Como lindos são os seus móveis do coração!
E 'pechiché' não tem nenhum?
Acho esta palavra tão deliciosamente kitsch...
A minha avó materna tinha um pechiché lindíssimo, com um espelho redondo e pedras de mármore.
Não sei o que lhe terá acontecido...

E como o Charlie Brown filosoficamente diz para o seu canito Snoopy:
'The world is filled with mondays'
só posso mesmo desejar-lhe uma bela segunda-feira!

Antonieta

Anónimo disse...

Cara “UJM”,
Gostei particularmente deste seu Post. E gostei desses seus móveis! Têm carácter. Temos também cá por casa móveis com história e que nos recordam tempos passados, de familiares que recordamos com muita estima, lugares onde com eles estivemos e que nos deixaram muita saudade.
Sou (ou somos) absolutamente anti qualquer móvel com um design moderno. O modernismo, por aqui, só em quadros, se bem que, sempre, junto de outros mais “clássicos”. Sou incapaz de me deixarar seduzir por qualquer móvel com um desenho mais avançado, ousado, moderno digamos (ou candeiro, etc). Temos preferência pelo rústico, ou antigo. Mesmo na cozinha. Jamais me nos passaria na cabeça ter, por exemplo, ter uma cozinha IKEA. Jamais! Tal não quer dizer que não aproveite a tecnologia mais avançada, todavia...integrada ou inserida num mobiliário de cozinha rústico, por exemplo. E como não gostamos de viver em apartamentos, só, ocasionalmente no estrangeiro, sendo que a última vez que vivemos num, em Lisboa, já lá vão quase 2 décadas (!), é-nos mais fácil arranjarmos a casa, mantendo o “toque” rústico. Em toda a sua área de habitação. Não sei explicar porquê, mas é assim. Nunca me sentiria confortável num ambiente de design moderno. Enfim, gostos não se discutem. Já nos sucedeu em estadias de hotéis, pousadas, estalagens, “cairmos” numa decoração moderna. Fico sempre desapontado. E nunca mais lá volto.

▶ _Informação fornecida_
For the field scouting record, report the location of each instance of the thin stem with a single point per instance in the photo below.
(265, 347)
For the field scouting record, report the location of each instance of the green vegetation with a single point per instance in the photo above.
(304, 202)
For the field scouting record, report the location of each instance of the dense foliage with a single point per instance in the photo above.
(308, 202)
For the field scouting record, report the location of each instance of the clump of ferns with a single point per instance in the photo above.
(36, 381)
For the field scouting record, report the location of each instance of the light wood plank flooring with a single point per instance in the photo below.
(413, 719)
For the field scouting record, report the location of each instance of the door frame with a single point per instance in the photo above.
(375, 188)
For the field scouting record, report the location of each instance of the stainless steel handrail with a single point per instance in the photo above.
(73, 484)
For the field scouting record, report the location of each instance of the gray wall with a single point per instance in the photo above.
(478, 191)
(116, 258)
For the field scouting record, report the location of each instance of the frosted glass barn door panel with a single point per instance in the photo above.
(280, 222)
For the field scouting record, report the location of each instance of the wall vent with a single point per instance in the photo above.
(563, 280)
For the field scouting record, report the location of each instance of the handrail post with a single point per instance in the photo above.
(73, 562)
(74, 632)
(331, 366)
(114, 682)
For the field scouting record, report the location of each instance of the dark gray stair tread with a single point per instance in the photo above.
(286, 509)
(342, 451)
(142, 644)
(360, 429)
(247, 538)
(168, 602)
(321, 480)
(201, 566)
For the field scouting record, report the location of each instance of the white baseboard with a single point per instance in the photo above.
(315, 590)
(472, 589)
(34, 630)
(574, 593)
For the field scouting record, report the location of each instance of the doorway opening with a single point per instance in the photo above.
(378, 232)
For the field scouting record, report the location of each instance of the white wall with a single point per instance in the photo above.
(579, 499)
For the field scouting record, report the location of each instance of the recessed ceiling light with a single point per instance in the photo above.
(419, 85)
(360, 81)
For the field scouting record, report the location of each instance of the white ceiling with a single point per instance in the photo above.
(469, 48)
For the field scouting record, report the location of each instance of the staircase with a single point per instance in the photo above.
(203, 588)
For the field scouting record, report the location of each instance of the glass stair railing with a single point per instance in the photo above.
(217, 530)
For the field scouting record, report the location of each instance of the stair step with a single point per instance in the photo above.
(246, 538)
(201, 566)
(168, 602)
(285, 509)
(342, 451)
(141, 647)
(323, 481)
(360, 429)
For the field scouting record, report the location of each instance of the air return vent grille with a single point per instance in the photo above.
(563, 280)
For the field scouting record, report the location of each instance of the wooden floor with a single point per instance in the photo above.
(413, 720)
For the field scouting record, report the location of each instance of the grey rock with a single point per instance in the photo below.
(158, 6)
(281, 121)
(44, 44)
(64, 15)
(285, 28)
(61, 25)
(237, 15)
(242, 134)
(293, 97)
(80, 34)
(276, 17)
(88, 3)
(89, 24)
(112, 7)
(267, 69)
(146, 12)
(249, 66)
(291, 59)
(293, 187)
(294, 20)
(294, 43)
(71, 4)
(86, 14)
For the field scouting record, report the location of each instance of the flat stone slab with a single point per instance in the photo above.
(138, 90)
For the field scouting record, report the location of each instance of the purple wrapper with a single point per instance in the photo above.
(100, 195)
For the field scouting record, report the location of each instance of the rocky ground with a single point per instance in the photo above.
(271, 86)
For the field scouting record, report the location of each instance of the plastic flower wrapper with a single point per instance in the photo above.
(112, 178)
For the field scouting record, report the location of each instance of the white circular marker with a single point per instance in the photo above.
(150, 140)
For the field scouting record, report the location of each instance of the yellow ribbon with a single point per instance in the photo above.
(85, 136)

▶ _Tarefas propostas_
1. Enumere os tipos de alojamento referidos no texto sobre móveis antigos.
2. Retome o texto sobre móveis antigos, dando-lhe seguimento a partir da última frase apresentada.
A listagem provém de uma fonte distinta do texto.

▶ _Resultados por tarefa_
1. hotéis, pousadas, estalagens

2.
Na casa que meus pais possuem na Beira-Alta e na casa de Sintra de minha sogra temos, curiosamente, um lavatório do género que aqui fotografou, completo. Aqui há cerca de 1 ano, trouxe lá da casa da Beira, uma cadeirinha de bébé, lindíssima, para o nosso neto, em madeira de carvalho, castanha escura, com mais de 80 anos, que minha avó comprara para minha mãe e que hoje serve para o nosso neto ali se sentar, a comer as suas refeições. É um espanto e faz um sucesso de cada vez que alguém nos vem visitar.
Não foi seca nenhuma este seu Post! Pelo contrário! Os objectos, como muito bem diz, contém afectos. Ainda outro dia arranjava uma velha máquina fotográfica de fole, que aqui guardo com carinho, com que meus pais nos fotografavam em crianças. E tantos outros. Um, que particularmente aprecio, é um instrumento, em madeira velha, para guardar e servir à mesa uma garrafa de vinho, muito antigo, com uma espécie de roda. Para deitar o vinho da garrafa nos copos, delicada e requintadamente. Já não se encontram. Enfim, coisas com história. E se forem de família, melhor ainda.
Tenha um resto de bom dia!
P.Rufino


jrd disse...

Se Gostei!
Memórias de decorar...
:)

JOAQUIM CASTILHO disse...

Olá UJM!

Que beleza de texto , que prazer ao
lê-lo , como as palavras deslizam e nos encantam e preenchem as nossa memória!
A UJM em "jeito manso" é também uma regalo para os seus leitores e uma fonte de inspiração para escrevinhadores (rima e é verdade).
Permita-me:
Coisas/sombras de vida/pousadas nos móveis/ocupando paredes/guardadas/nas gavetas do tempo/coisas/memórias tácteis/feitas nossas/nós mesmo/pedaços de naturezas mortas/vivas/em nós.

Obrigada UJM

e um abraço

fallorca disse...

Adjudico (de cabeça, em sonhos, eu sei) o ex-guarda-fatos, bela estante, e o cadeirão do seu avô para me sentar ao lado a «guardar» a caixa-forte dos livros :)

Isabel disse...

Adorei este post.
Também guardo algumas coisas antigas, da família. Coisas mais rústicas, vindas da aldeia e outras da minha mãe.
E de vez em quando compro alguma coisa.
Também acho que as pessoas a quem as coisas pertenceram (penso isso até em relação aos livros) ficariam contentes de saber que alguém as guarda com carinho.
Um beijinho

Maria Eduardo disse...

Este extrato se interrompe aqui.